- _ENTRIES SHOWN_:
—————
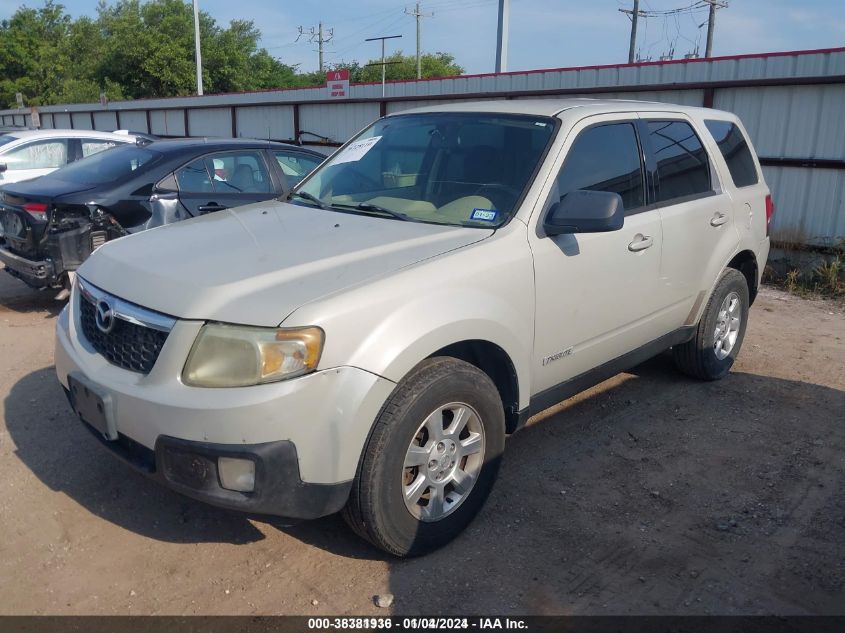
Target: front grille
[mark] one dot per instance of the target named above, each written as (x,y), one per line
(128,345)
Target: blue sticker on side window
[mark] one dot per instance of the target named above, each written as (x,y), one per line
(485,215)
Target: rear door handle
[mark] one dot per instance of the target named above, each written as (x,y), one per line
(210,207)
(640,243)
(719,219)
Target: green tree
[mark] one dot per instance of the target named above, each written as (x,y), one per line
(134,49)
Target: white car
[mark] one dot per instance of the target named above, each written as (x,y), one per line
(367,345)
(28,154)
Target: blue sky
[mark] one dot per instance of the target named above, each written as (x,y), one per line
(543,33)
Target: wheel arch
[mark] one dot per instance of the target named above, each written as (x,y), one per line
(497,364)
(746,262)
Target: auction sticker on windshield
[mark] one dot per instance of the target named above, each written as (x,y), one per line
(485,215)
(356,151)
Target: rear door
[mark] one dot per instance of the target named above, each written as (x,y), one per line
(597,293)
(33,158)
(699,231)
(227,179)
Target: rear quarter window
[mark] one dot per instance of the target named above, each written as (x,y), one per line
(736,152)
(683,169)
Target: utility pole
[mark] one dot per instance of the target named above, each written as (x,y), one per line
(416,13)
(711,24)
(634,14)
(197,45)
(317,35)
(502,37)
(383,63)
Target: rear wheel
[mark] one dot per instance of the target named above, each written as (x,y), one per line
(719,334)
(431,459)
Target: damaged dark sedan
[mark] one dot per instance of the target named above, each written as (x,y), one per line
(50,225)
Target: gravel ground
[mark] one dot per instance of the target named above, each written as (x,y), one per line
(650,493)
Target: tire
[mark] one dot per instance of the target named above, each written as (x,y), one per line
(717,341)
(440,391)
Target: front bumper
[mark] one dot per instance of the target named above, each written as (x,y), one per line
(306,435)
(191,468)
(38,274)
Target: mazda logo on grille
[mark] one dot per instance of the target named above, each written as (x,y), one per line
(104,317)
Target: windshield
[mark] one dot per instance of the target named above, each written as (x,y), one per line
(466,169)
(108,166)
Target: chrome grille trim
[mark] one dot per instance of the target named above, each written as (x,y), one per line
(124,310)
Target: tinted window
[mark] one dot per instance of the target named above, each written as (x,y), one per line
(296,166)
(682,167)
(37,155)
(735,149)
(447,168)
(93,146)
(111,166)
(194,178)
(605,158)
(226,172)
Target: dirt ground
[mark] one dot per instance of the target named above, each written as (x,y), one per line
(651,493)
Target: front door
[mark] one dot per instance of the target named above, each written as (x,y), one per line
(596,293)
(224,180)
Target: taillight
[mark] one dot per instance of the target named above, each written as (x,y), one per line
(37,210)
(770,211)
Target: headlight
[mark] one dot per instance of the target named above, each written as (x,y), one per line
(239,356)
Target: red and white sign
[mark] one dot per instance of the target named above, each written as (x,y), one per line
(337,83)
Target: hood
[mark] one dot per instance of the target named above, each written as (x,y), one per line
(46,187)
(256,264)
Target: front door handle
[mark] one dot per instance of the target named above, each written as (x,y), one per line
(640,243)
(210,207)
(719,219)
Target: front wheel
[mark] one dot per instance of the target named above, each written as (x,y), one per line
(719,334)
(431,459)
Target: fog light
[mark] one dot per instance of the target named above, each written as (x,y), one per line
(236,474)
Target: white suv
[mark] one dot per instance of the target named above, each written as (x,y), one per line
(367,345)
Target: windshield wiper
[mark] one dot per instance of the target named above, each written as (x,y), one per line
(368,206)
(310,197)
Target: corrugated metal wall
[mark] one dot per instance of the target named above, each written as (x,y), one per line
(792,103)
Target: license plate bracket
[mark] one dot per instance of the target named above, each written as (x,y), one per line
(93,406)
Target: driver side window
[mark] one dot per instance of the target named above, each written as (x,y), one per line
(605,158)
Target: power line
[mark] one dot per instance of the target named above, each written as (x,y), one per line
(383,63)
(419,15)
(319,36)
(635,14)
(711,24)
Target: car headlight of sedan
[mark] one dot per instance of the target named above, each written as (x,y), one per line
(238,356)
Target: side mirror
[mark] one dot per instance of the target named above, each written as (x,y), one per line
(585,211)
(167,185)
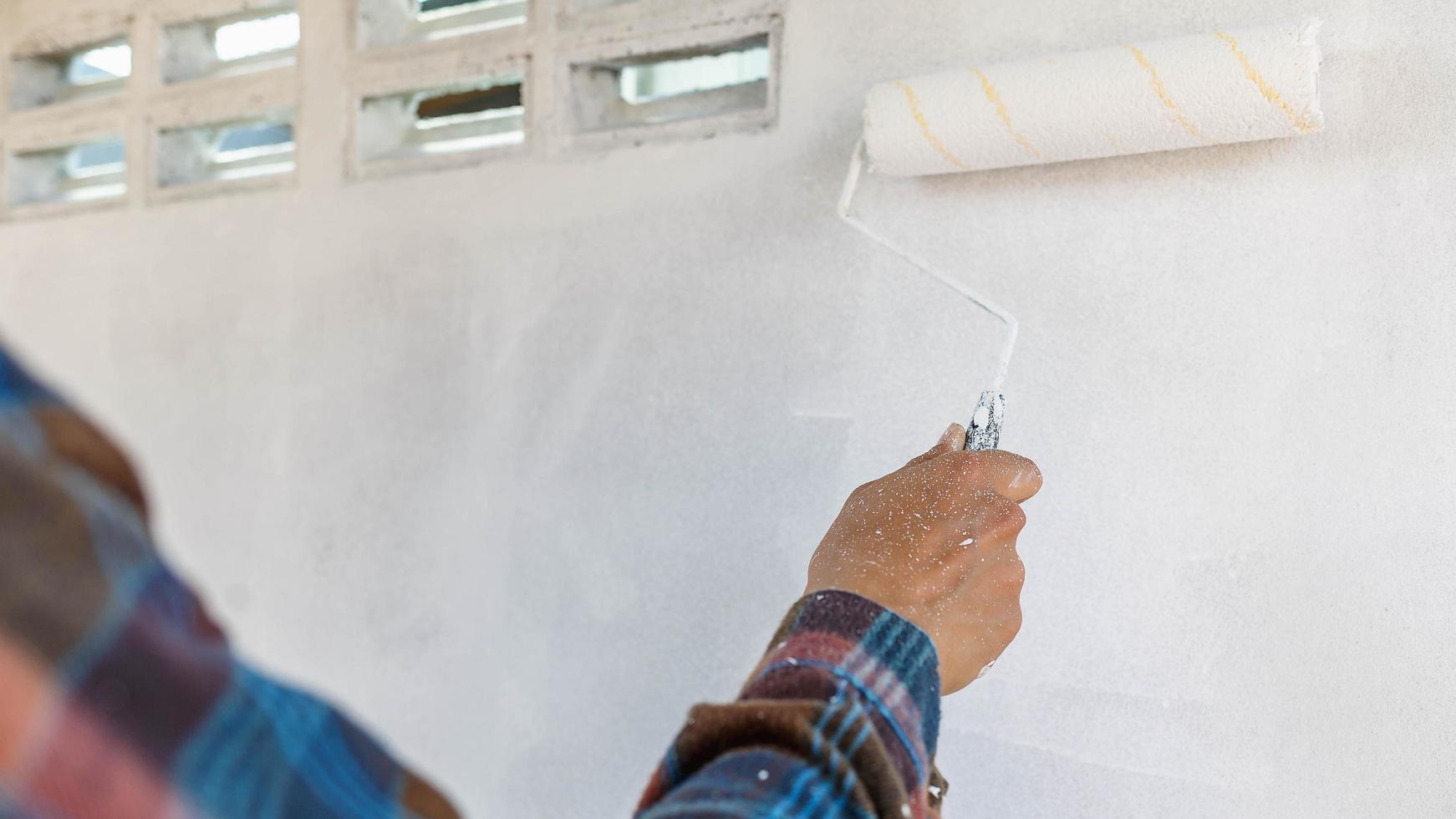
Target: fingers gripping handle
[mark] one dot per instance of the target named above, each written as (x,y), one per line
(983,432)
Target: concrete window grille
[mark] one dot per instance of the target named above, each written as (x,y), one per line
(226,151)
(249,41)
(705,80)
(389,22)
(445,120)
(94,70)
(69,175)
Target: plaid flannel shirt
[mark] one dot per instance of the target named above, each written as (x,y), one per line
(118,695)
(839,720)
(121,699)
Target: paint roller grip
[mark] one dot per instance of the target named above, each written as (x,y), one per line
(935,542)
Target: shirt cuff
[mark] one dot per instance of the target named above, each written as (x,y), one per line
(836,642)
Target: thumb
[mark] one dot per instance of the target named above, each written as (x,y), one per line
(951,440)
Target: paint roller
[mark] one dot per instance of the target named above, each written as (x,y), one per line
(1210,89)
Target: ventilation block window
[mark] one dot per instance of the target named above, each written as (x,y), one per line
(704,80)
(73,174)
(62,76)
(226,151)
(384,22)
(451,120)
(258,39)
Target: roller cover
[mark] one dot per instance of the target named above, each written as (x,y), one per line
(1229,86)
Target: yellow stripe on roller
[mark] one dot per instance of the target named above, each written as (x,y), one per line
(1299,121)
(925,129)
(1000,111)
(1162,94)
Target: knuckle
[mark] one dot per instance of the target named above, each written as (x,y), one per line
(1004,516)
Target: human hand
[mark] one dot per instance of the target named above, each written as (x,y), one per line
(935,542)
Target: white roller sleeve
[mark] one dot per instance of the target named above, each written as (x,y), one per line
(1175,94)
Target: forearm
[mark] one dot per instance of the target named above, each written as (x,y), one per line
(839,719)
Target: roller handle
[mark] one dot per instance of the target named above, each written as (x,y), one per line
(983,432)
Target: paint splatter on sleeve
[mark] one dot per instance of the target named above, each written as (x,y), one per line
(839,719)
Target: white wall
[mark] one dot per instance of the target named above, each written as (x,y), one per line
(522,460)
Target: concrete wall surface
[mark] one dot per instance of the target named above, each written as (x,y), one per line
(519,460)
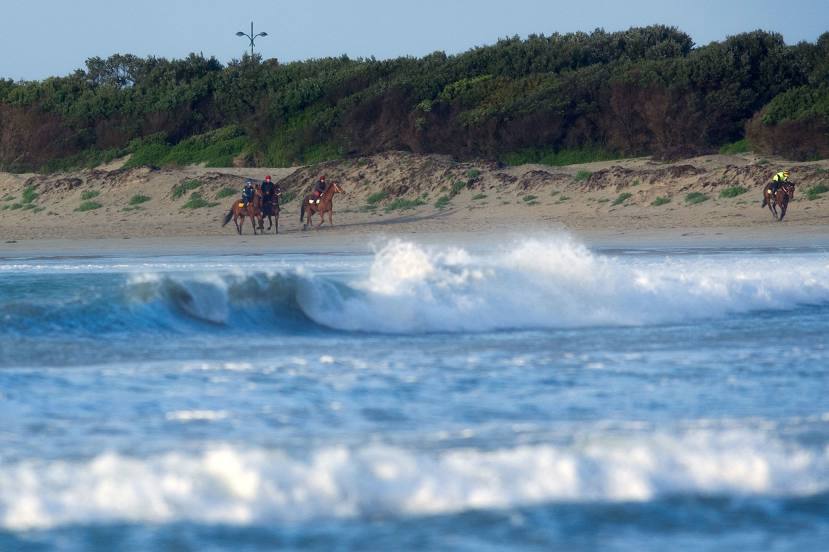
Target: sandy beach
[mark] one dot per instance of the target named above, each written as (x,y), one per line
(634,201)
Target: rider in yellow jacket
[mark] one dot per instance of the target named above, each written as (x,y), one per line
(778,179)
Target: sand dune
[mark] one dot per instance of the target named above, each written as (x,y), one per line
—————
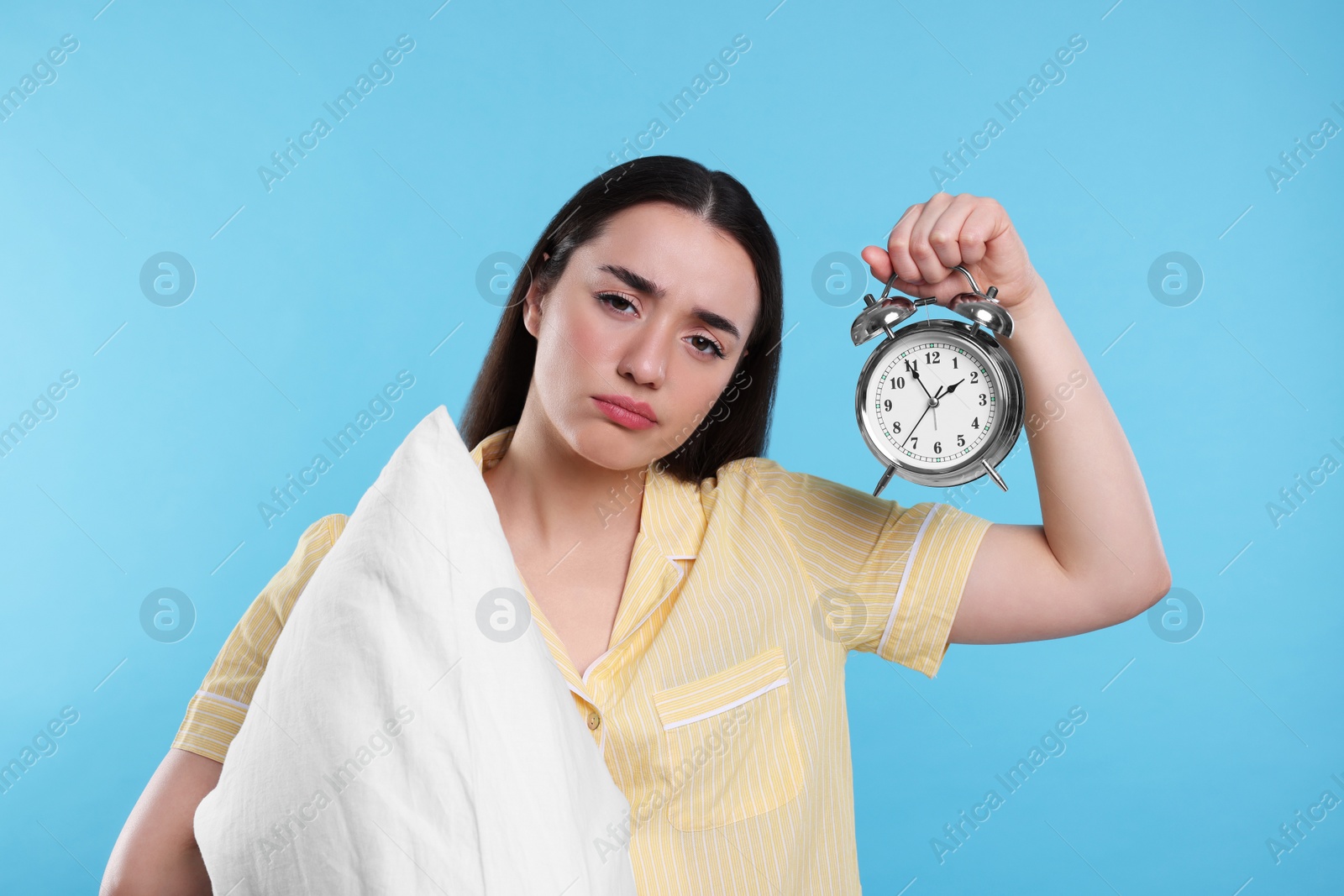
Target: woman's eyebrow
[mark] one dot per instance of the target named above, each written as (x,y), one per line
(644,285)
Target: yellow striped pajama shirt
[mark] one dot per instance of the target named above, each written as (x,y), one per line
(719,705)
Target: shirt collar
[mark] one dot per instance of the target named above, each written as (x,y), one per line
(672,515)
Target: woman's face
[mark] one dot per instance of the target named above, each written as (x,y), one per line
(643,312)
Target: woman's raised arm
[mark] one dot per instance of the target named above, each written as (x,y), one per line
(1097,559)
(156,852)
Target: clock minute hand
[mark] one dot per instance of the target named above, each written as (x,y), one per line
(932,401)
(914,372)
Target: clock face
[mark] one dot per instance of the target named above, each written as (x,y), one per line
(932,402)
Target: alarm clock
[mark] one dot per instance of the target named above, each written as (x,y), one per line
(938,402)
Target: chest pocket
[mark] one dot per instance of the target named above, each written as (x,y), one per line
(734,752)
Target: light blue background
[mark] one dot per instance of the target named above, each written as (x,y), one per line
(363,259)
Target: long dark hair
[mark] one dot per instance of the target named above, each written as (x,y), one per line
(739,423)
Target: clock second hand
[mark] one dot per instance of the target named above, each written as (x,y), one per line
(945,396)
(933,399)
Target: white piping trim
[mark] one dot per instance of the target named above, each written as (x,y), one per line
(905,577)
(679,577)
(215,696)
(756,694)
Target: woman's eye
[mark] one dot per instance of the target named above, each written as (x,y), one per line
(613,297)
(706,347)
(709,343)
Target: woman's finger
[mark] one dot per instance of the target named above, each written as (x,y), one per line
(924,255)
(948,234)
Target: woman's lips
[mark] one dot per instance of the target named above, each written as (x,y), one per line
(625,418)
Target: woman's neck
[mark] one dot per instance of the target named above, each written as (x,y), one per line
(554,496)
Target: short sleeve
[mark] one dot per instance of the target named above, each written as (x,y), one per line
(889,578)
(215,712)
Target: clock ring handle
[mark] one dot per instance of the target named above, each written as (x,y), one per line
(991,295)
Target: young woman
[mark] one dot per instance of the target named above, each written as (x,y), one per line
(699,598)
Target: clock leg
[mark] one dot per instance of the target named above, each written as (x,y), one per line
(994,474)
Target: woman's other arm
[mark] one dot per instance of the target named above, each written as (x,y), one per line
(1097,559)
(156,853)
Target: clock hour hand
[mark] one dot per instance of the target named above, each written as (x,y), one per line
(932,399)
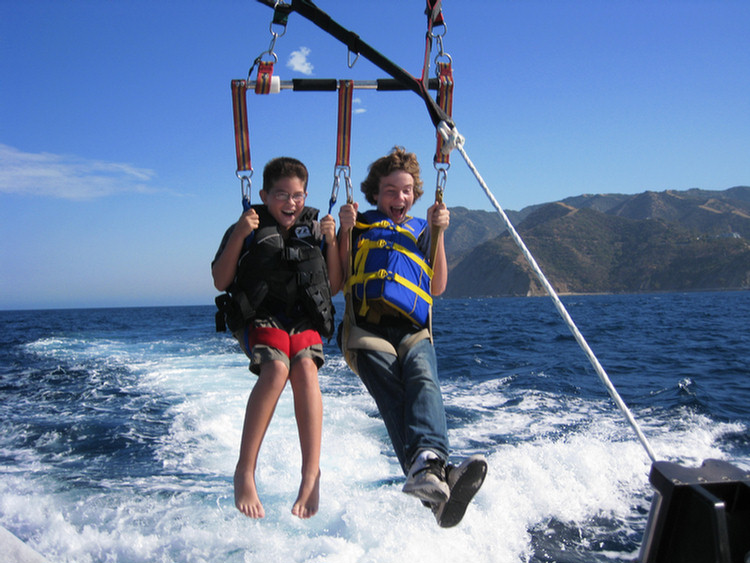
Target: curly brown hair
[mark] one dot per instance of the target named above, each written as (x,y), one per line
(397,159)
—————
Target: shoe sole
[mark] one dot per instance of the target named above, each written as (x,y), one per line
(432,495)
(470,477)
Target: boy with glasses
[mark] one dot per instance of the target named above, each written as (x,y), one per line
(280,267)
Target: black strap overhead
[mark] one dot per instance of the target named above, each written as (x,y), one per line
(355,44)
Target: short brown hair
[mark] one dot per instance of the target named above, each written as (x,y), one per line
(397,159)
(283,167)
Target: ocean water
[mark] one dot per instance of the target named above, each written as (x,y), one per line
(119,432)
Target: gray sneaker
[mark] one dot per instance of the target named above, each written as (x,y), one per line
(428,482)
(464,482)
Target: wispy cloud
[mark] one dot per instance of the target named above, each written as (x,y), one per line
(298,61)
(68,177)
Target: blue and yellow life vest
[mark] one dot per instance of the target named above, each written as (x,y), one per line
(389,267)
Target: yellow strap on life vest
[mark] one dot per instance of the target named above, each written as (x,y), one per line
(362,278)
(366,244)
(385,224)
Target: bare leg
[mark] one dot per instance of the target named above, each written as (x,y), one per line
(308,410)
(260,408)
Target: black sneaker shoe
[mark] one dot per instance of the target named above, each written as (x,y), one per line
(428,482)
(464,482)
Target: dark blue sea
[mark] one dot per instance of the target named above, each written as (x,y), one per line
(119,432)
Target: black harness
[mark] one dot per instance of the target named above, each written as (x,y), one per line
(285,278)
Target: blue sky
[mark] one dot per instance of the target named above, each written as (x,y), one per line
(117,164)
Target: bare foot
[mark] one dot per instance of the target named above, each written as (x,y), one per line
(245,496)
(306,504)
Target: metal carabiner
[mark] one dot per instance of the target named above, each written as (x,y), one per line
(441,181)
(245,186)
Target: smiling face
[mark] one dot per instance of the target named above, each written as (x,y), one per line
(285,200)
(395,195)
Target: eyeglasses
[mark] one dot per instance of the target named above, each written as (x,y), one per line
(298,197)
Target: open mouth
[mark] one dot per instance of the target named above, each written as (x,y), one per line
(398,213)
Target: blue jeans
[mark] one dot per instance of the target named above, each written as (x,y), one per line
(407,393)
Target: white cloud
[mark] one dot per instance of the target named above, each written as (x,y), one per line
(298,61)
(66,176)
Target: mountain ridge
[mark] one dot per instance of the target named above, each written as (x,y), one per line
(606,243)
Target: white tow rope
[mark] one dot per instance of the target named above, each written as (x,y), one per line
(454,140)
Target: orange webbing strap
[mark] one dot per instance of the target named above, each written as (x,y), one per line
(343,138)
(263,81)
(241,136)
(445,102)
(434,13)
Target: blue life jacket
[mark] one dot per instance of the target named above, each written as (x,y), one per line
—————
- _ACTION ITEM_:
In the listing above, find the line containing "Target: front grille" and the line containing "Target: rear door handle". Output them and every line between, exactly, and nothing else.

- _EXERCISE RESPONSE_:
Target: front grille
[mark] one dot per instance of the target named above, each written as (x,y), one per line
(128,345)
Target: blue sticker on side window
[mark] one dot per instance of the target named above, each written as (x,y), one per line
(485,215)
Target: rear door handle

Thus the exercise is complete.